WRITTEN INSTRUCTION
Present every line of the listing below as a Markdown table with the columns Row and Line, numbering the rows in order and omitting blank lines.

DATA TO USE
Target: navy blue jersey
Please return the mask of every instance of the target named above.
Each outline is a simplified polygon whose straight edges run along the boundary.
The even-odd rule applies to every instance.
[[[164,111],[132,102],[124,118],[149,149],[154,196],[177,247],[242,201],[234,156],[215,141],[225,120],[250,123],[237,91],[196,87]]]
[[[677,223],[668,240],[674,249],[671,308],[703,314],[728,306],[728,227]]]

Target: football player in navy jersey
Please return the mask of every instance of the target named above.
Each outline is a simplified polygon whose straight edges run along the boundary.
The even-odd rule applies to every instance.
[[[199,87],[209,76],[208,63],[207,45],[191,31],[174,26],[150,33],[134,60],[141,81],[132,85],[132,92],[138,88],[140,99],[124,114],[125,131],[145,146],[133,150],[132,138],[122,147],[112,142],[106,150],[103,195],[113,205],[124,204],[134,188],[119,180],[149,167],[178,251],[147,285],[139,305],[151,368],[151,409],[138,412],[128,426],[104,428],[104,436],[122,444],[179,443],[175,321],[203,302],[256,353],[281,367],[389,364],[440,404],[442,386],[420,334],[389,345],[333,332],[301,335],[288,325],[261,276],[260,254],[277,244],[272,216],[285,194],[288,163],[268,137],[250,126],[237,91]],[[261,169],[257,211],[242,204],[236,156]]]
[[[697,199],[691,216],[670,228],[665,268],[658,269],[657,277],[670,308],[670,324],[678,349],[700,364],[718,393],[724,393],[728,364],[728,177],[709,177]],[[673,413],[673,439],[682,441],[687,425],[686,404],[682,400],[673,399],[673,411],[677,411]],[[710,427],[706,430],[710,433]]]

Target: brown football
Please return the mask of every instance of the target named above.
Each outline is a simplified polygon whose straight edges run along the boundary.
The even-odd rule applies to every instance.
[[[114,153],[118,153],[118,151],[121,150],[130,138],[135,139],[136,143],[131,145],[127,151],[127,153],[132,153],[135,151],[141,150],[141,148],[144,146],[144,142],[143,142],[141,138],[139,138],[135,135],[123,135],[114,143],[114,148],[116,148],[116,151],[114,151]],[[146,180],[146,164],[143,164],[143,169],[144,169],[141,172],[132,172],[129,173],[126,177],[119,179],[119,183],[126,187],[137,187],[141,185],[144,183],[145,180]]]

PROBLEM SOLUTION
| Row | Line |
|---|---|
| 1 | Target: navy blue jersey |
| 2 | Please return the mask of every instance of the target named above. |
| 3 | Each outline is a simplified polygon whose straight edges run along the boundary. |
| 4 | The even-odd rule applies to every instance. |
| 5 | [[[164,111],[132,102],[124,118],[149,149],[154,196],[177,247],[242,201],[234,156],[215,141],[225,120],[250,123],[237,91],[196,87]]] |
| 6 | [[[677,223],[668,240],[674,249],[671,308],[703,314],[728,306],[728,227]]] |
| 7 | Target: football player in navy jersey |
| 8 | Please return the mask of every instance of the target named above. |
| 9 | Each outline is a simplified polygon whose straight edges run along the boundary. |
| 10 | The even-odd rule applies to every instance. |
| 11 | [[[199,87],[209,76],[208,63],[207,45],[191,31],[174,26],[150,33],[134,60],[141,81],[132,85],[132,92],[138,88],[140,99],[124,114],[125,131],[145,146],[133,150],[132,138],[122,147],[112,142],[106,150],[103,195],[113,205],[124,204],[134,188],[119,180],[149,167],[178,251],[147,285],[139,305],[151,368],[151,409],[138,412],[128,426],[104,428],[104,436],[122,444],[179,443],[175,321],[203,302],[256,353],[281,367],[389,364],[440,404],[442,386],[420,334],[389,345],[333,332],[301,335],[288,325],[261,276],[260,254],[277,244],[272,216],[285,194],[288,163],[268,137],[250,126],[237,91]],[[261,169],[257,211],[242,204],[236,156]]] |
| 12 | [[[697,199],[691,216],[670,228],[665,268],[658,269],[657,277],[670,308],[670,324],[678,349],[700,364],[718,393],[724,393],[728,364],[728,177],[709,177]],[[673,413],[673,439],[682,441],[687,425],[686,404],[682,400],[673,399],[673,411],[677,411]],[[710,427],[706,430],[710,433]]] |
| 13 | Target: brown football |
| 14 | Please return the mask of every instance of the target named above. |
| 15 | Each outline is a simplified polygon whose straight edges run along the boundary. |
| 16 | The even-odd rule applies to every instance. |
| 17 | [[[114,153],[118,153],[118,151],[121,150],[130,138],[135,139],[136,143],[131,145],[127,151],[127,153],[132,153],[135,151],[141,150],[141,148],[144,146],[144,142],[143,142],[141,138],[139,138],[135,135],[123,135],[114,143],[114,148],[116,148],[116,151],[114,151]],[[146,180],[146,164],[143,164],[143,169],[144,169],[141,172],[132,172],[129,173],[126,177],[119,179],[119,183],[126,187],[137,187],[141,185],[144,183],[145,180]]] |